Deine Aufgabe - Schreibe den Abschnitt von der Zeile mit „Return one point per instance of the runner's“ bis einschließlich der Zeile mit „<point>79,234</point>“ vollständig neu und multipliziere dabei jede Koordinate der Antwortpunkte mit 2, gerundet auf ganze Zahlen, wobei halbe Werte aufgerundet werden. Alle anderen Zeilen übernimmst du unverändert, und auch die Beispielkoordinaten in den Aufgabenzeilen bleiben, wie sie sind.

Einträge zum Zeigen und Beschriften
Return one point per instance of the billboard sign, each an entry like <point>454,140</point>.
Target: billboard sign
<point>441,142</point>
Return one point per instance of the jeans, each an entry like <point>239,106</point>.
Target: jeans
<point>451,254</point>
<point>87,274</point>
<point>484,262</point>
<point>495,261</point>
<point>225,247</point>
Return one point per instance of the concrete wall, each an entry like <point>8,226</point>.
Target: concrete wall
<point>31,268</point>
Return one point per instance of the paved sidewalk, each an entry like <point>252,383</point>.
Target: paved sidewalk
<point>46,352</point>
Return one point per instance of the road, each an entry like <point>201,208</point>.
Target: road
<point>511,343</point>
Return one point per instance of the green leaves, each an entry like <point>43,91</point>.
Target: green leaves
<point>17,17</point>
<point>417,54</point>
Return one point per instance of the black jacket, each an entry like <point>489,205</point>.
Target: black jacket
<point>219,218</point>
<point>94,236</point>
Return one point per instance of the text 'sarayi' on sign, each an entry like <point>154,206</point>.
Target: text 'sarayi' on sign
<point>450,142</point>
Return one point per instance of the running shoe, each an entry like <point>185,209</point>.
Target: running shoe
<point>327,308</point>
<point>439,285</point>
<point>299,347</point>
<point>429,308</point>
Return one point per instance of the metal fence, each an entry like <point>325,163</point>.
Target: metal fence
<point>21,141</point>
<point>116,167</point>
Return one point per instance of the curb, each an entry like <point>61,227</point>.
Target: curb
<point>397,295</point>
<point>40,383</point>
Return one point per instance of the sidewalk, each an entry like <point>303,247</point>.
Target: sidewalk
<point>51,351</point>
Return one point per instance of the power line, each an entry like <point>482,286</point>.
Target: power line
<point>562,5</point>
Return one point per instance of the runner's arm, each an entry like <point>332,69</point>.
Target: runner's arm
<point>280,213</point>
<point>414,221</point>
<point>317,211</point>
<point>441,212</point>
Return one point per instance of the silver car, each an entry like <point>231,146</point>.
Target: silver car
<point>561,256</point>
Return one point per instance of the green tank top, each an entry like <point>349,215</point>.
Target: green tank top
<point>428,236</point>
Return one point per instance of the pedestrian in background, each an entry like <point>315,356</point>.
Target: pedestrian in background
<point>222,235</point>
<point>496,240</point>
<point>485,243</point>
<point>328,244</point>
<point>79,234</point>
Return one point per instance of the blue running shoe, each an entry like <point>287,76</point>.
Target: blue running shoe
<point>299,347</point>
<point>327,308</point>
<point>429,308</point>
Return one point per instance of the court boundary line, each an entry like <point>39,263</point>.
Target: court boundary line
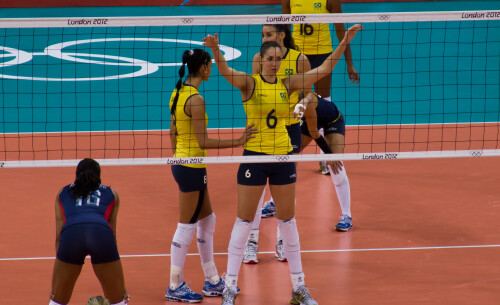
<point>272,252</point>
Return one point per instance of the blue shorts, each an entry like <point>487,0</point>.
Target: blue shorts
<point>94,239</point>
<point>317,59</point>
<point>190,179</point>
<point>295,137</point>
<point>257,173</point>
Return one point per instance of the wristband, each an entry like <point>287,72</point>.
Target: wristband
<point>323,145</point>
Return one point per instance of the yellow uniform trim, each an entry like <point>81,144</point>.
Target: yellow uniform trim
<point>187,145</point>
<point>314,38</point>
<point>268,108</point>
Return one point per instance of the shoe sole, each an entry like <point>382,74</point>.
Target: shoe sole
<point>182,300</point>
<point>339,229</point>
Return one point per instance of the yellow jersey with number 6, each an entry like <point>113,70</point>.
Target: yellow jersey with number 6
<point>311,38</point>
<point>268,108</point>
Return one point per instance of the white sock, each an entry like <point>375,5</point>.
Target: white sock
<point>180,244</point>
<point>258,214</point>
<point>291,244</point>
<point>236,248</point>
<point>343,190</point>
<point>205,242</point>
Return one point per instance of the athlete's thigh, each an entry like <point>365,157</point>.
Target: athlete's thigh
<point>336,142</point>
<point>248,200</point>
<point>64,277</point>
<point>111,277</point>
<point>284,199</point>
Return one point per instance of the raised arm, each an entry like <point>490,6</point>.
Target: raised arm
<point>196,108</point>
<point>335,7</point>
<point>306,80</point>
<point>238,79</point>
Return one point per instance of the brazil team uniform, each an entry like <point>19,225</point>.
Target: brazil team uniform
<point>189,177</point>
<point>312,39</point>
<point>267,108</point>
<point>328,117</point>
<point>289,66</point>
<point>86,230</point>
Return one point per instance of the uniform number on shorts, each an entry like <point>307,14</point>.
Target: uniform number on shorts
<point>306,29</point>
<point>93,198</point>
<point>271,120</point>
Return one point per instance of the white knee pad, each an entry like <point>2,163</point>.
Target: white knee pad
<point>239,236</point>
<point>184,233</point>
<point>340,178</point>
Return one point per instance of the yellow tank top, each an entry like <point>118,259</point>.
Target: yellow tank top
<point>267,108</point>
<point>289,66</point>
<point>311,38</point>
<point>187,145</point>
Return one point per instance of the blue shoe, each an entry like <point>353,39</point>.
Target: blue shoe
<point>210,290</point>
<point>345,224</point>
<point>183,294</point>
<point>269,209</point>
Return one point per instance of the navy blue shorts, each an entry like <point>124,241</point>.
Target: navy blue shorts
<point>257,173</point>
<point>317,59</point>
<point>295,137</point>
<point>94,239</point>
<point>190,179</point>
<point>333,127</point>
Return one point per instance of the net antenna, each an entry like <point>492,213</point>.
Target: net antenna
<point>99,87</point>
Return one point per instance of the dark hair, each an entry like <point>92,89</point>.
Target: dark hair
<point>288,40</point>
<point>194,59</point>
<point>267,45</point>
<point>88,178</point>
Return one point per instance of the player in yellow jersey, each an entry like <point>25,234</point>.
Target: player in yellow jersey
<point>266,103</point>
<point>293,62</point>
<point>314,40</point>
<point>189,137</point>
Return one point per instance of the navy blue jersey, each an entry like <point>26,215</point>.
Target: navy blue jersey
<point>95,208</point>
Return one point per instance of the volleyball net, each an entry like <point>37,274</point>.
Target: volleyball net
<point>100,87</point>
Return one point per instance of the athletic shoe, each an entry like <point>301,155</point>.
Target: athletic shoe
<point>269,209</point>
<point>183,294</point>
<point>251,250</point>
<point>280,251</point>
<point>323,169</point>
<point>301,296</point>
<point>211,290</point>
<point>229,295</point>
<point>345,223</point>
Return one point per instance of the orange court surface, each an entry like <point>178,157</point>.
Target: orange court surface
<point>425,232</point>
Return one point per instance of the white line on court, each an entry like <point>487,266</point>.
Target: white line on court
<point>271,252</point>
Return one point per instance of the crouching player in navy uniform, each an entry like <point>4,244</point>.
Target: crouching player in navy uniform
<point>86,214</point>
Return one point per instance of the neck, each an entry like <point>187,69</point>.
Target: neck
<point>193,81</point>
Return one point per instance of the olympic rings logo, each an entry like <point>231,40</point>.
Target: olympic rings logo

Deine Antwort -
Return one point per instance of the runner's arm, each an entry like <point>332,69</point>.
Target: runner's arm
<point>560,426</point>
<point>828,442</point>
<point>634,422</point>
<point>882,424</point>
Return one point per instance of the silver car, each an entry like <point>231,146</point>.
Target: silver car
<point>1122,512</point>
Return one point per instance of the green tank top, each an entry like <point>349,215</point>.
Target: green tank top
<point>856,472</point>
Return one point per instance of the pedestrian in background, each an entry like <point>315,356</point>.
Target: pedestrian in background
<point>444,470</point>
<point>992,480</point>
<point>970,486</point>
<point>656,488</point>
<point>158,468</point>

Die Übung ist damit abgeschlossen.